**GIVEN REQUEST**
Could you update the material from the line containing "# test: pin the white" through the line containing "point(205, 183)" by replacing "post" with "pole", leaving everything else unchanged and returning only those lines?

——————

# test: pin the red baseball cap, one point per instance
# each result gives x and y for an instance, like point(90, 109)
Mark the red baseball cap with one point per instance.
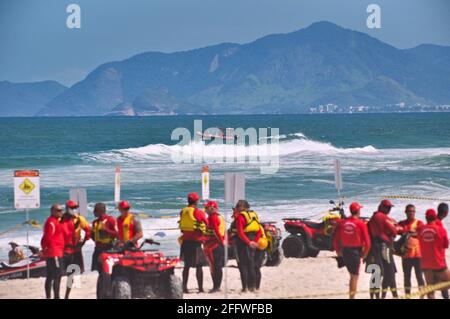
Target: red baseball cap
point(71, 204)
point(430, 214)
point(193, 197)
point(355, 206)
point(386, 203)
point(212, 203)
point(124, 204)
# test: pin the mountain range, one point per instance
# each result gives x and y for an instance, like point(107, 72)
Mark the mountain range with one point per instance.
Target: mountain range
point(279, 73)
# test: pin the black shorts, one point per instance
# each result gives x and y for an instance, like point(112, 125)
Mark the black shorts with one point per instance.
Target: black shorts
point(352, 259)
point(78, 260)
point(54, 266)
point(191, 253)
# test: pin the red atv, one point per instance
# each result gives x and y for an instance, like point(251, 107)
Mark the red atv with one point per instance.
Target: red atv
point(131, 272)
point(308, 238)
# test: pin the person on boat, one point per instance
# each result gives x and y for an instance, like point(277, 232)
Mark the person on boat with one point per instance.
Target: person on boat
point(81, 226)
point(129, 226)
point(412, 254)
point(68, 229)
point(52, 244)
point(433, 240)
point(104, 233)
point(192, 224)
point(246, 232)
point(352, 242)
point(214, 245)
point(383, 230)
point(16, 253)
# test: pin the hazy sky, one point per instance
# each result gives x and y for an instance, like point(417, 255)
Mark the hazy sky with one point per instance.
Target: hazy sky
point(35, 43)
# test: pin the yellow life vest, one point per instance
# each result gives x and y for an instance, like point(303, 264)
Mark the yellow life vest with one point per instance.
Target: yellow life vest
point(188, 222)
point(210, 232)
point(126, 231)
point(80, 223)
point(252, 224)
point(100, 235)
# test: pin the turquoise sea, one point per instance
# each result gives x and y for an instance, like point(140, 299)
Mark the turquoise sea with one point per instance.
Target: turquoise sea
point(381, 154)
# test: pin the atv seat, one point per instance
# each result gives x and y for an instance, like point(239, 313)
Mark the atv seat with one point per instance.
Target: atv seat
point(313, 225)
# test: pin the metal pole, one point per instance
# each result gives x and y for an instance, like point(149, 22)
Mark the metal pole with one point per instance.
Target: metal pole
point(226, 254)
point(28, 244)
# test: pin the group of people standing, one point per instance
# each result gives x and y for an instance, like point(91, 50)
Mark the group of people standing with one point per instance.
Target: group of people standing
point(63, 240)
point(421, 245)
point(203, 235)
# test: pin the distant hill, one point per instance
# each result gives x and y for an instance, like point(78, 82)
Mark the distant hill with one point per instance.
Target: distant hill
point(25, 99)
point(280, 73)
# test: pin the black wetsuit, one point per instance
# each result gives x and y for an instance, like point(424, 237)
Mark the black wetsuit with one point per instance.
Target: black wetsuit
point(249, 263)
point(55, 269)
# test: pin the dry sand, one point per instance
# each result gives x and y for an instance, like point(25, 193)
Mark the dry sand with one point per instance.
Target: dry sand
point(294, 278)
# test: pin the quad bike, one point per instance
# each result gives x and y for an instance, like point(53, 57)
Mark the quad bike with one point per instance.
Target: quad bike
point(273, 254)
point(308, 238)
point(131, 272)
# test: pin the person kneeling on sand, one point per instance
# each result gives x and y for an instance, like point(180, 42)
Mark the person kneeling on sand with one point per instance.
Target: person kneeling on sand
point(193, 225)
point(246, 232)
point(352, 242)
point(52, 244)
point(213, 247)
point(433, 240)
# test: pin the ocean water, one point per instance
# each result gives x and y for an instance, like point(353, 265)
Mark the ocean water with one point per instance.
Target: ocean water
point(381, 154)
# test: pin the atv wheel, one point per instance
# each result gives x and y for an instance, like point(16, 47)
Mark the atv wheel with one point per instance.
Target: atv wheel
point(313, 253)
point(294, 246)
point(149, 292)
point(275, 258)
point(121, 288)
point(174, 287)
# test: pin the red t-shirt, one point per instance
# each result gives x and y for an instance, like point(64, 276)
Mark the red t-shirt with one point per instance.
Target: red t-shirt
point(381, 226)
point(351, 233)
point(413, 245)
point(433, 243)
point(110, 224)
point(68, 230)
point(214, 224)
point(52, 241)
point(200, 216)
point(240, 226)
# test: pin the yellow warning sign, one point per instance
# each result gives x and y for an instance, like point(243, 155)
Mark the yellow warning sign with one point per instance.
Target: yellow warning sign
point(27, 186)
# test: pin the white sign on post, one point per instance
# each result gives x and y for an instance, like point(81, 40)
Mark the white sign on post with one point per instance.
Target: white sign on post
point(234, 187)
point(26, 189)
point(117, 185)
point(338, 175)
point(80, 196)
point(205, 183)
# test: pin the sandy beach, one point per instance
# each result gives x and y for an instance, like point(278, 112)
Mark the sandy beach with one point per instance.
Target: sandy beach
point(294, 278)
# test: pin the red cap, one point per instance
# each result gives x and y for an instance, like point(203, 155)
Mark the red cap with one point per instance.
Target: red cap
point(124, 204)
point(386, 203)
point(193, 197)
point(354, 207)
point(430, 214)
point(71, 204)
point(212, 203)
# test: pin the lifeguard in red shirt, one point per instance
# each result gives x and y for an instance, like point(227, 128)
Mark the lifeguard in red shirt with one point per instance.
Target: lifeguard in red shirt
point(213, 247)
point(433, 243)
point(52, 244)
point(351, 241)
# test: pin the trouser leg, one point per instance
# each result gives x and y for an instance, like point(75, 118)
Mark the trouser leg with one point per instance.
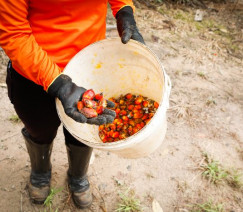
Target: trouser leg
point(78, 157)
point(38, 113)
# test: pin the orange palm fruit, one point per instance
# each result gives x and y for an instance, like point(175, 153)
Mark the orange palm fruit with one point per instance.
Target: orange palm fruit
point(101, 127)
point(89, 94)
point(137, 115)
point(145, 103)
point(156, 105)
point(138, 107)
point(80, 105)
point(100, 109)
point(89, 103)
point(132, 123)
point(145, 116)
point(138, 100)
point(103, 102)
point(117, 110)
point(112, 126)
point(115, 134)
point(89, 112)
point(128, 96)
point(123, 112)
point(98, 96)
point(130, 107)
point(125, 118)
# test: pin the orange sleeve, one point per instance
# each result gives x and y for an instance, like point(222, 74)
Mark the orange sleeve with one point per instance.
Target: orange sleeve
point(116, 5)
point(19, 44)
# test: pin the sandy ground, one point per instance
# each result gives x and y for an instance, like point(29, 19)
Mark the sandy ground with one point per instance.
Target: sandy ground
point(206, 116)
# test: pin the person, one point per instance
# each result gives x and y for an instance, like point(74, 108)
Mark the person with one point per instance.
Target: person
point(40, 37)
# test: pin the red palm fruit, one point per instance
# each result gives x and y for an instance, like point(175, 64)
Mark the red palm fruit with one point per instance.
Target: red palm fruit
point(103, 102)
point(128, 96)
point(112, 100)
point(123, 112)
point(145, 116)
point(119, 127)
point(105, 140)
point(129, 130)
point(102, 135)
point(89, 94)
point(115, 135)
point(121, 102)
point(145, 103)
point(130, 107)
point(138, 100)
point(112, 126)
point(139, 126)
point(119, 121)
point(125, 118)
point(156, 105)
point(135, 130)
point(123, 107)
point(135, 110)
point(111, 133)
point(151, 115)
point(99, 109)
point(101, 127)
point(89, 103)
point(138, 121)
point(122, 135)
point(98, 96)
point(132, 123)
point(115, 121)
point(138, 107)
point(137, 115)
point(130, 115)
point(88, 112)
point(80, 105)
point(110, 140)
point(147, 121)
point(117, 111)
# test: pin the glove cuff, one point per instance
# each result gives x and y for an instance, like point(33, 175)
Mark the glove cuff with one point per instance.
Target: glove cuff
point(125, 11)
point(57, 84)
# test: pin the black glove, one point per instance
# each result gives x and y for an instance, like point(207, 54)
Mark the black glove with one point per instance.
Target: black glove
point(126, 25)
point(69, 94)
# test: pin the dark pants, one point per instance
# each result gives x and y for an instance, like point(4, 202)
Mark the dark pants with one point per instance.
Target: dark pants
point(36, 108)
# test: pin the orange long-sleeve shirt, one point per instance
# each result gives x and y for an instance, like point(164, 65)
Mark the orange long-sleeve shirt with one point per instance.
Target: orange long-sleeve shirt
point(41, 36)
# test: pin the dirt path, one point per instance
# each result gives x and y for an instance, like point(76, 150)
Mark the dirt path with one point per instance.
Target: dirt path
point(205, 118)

——————

**WRITTEN REPLY**
# test: pin the white sign on pole, one point per instance
# each result gives x and y for an instance, like point(81, 40)
Mark the white sign on pole with one point per instance.
Target: white sign on pole
point(234, 187)
point(26, 189)
point(117, 185)
point(338, 175)
point(80, 196)
point(205, 183)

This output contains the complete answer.